YOUR OBJECTIVE. Please copy the records word for word, starting at their first line and ending at the line that contains "Now the hardwood", with both of those lines included.

RECORDS SHOWN.
________________________________________
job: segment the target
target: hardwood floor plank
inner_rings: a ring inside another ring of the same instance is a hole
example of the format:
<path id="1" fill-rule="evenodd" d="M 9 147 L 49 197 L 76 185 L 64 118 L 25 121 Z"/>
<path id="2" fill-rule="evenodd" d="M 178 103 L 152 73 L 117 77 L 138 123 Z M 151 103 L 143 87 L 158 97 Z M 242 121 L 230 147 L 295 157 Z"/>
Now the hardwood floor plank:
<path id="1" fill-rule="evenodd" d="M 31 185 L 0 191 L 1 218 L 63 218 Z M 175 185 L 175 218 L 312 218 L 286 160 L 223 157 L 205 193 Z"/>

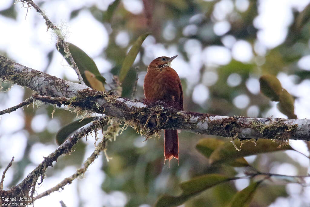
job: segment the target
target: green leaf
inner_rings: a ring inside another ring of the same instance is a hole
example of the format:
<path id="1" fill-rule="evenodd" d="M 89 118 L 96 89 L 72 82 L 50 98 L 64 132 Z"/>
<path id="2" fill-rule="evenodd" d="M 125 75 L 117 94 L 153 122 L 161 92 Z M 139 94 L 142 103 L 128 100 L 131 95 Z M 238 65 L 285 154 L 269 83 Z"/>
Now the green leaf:
<path id="1" fill-rule="evenodd" d="M 233 197 L 229 207 L 248 206 L 253 198 L 254 193 L 261 181 L 255 182 L 241 191 L 237 192 Z"/>
<path id="2" fill-rule="evenodd" d="M 104 84 L 105 84 L 105 79 L 100 74 L 97 65 L 96 65 L 93 59 L 91 58 L 85 52 L 73 44 L 68 43 L 68 46 L 69 50 L 70 51 L 71 54 L 72 56 L 72 57 L 73 58 L 73 59 L 80 70 L 83 80 L 85 82 L 85 84 L 87 86 L 91 88 L 91 84 L 87 80 L 85 75 L 85 71 L 88 70 L 93 74 L 96 77 L 101 77 L 100 79 L 98 79 L 104 85 Z M 64 50 L 64 48 L 61 45 L 56 45 L 56 48 L 58 49 L 58 47 L 59 47 L 59 52 L 65 58 L 67 61 L 71 65 L 71 62 L 66 55 Z M 97 79 L 98 78 L 97 78 Z"/>
<path id="3" fill-rule="evenodd" d="M 97 79 L 96 77 L 93 74 L 88 70 L 85 70 L 84 71 L 84 73 L 86 79 L 90 84 L 91 88 L 100 91 L 104 91 L 104 85 Z"/>
<path id="4" fill-rule="evenodd" d="M 212 164 L 230 163 L 237 158 L 259 153 L 294 150 L 289 145 L 281 146 L 279 143 L 271 140 L 260 139 L 256 142 L 253 140 L 243 141 L 241 147 L 241 142 L 234 140 L 236 145 L 240 149 L 240 151 L 236 150 L 230 142 L 225 142 L 212 152 L 210 155 L 209 163 Z"/>
<path id="5" fill-rule="evenodd" d="M 213 138 L 205 138 L 200 140 L 196 145 L 196 148 L 207 158 L 209 158 L 212 153 L 218 147 L 225 142 Z M 246 167 L 249 163 L 243 157 L 237 158 L 232 162 L 226 164 L 235 167 Z"/>
<path id="6" fill-rule="evenodd" d="M 287 116 L 289 119 L 297 119 L 297 116 L 294 113 L 294 98 L 284 88 L 280 94 L 279 101 L 277 106 L 281 112 Z"/>
<path id="7" fill-rule="evenodd" d="M 139 36 L 126 56 L 123 62 L 123 65 L 122 66 L 122 69 L 121 69 L 118 76 L 119 79 L 121 83 L 125 79 L 128 71 L 129 71 L 130 67 L 133 64 L 135 59 L 136 57 L 137 56 L 137 55 L 138 55 L 140 50 L 142 43 L 149 34 L 149 33 L 147 32 Z"/>
<path id="8" fill-rule="evenodd" d="M 69 136 L 76 130 L 90 123 L 94 120 L 94 117 L 76 120 L 64 125 L 56 133 L 56 142 L 60 145 L 64 142 Z M 81 121 L 81 120 L 82 120 Z"/>
<path id="9" fill-rule="evenodd" d="M 305 7 L 296 19 L 296 28 L 300 30 L 310 19 L 310 4 Z"/>
<path id="10" fill-rule="evenodd" d="M 114 11 L 117 8 L 120 1 L 115 0 L 114 2 L 109 5 L 108 9 L 104 14 L 103 19 L 104 21 L 106 21 L 108 22 L 110 22 L 111 19 L 113 16 Z"/>
<path id="11" fill-rule="evenodd" d="M 155 206 L 168 207 L 179 205 L 204 191 L 231 180 L 231 178 L 226 176 L 216 174 L 195 177 L 180 184 L 180 187 L 183 190 L 183 193 L 180 195 L 174 196 L 164 195 L 157 200 Z"/>
<path id="12" fill-rule="evenodd" d="M 280 81 L 274 75 L 265 75 L 259 78 L 260 91 L 271 101 L 279 101 L 279 96 L 282 92 Z"/>

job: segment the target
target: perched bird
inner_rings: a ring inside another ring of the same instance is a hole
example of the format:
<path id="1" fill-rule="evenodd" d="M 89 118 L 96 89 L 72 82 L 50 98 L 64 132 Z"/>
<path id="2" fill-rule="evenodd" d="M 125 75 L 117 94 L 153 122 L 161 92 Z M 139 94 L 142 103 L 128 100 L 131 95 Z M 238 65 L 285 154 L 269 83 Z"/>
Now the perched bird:
<path id="1" fill-rule="evenodd" d="M 178 74 L 171 67 L 172 57 L 157 57 L 152 61 L 144 79 L 143 89 L 147 101 L 155 103 L 158 101 L 177 109 L 183 110 L 183 92 Z M 179 137 L 176 130 L 165 129 L 164 154 L 165 160 L 173 157 L 179 161 Z"/>

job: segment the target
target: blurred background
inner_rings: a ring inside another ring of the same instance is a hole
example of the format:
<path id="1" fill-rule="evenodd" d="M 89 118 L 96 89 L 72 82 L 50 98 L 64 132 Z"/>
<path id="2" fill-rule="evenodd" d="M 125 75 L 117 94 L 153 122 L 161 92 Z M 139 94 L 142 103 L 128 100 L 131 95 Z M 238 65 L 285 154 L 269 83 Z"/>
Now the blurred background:
<path id="1" fill-rule="evenodd" d="M 295 98 L 299 119 L 310 119 L 310 16 L 308 0 L 122 0 L 108 10 L 113 0 L 36 0 L 68 41 L 93 59 L 111 83 L 117 75 L 127 53 L 141 34 L 145 39 L 123 85 L 122 96 L 131 97 L 138 67 L 137 91 L 147 66 L 159 56 L 179 56 L 172 67 L 181 79 L 184 110 L 226 115 L 286 118 L 260 92 L 259 79 L 274 75 Z M 13 4 L 13 3 L 15 3 Z M 26 5 L 25 5 L 26 6 Z M 59 78 L 77 82 L 77 77 L 55 46 L 55 34 L 33 9 L 28 11 L 13 0 L 0 1 L 0 54 L 17 62 Z M 31 91 L 2 82 L 0 110 L 30 96 Z M 108 86 L 107 88 L 108 89 Z M 10 89 L 9 90 L 9 88 Z M 13 156 L 6 175 L 5 189 L 16 185 L 57 147 L 55 134 L 61 126 L 76 119 L 74 113 L 53 107 L 31 105 L 0 117 L 0 172 Z M 104 155 L 91 165 L 82 179 L 66 186 L 34 203 L 37 206 L 140 206 L 152 205 L 163 193 L 176 195 L 181 182 L 216 172 L 230 176 L 243 175 L 244 169 L 210 168 L 195 148 L 206 135 L 182 132 L 179 135 L 180 159 L 164 164 L 163 139 L 149 139 L 130 127 L 109 143 L 109 162 Z M 217 137 L 224 141 L 227 138 Z M 94 139 L 81 139 L 71 155 L 61 157 L 46 171 L 38 194 L 74 173 L 94 150 Z M 308 155 L 306 144 L 291 141 L 294 148 Z M 262 172 L 306 175 L 309 161 L 295 151 L 246 157 Z M 310 183 L 310 181 L 308 184 Z M 222 206 L 246 179 L 219 185 L 183 206 Z M 251 206 L 310 205 L 310 188 L 298 184 L 264 183 L 255 192 Z"/>

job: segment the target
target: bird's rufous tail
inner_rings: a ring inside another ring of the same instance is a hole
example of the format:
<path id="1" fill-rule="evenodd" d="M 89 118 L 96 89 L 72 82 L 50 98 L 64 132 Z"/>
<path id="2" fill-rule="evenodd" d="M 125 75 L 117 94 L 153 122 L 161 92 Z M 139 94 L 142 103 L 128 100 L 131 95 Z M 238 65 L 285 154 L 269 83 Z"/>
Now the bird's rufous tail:
<path id="1" fill-rule="evenodd" d="M 174 157 L 179 162 L 179 137 L 178 130 L 165 129 L 164 131 L 164 154 L 165 160 L 169 162 Z"/>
________________________________________
EXERCISE SOLUTION.
job: segment the target
target: hardwood floor plank
inner_rings: a ring inside another ring of the same instance is a hole
example of the format:
<path id="1" fill-rule="evenodd" d="M 9 147 L 49 197 L 76 185 L 64 118 L 25 121 Z"/>
<path id="2" fill-rule="evenodd" d="M 178 103 L 152 73 L 117 77 L 138 123 Z M 151 103 L 143 87 L 158 97 Z M 242 121 L 230 147 L 295 157 Z"/>
Now the hardwood floor plank:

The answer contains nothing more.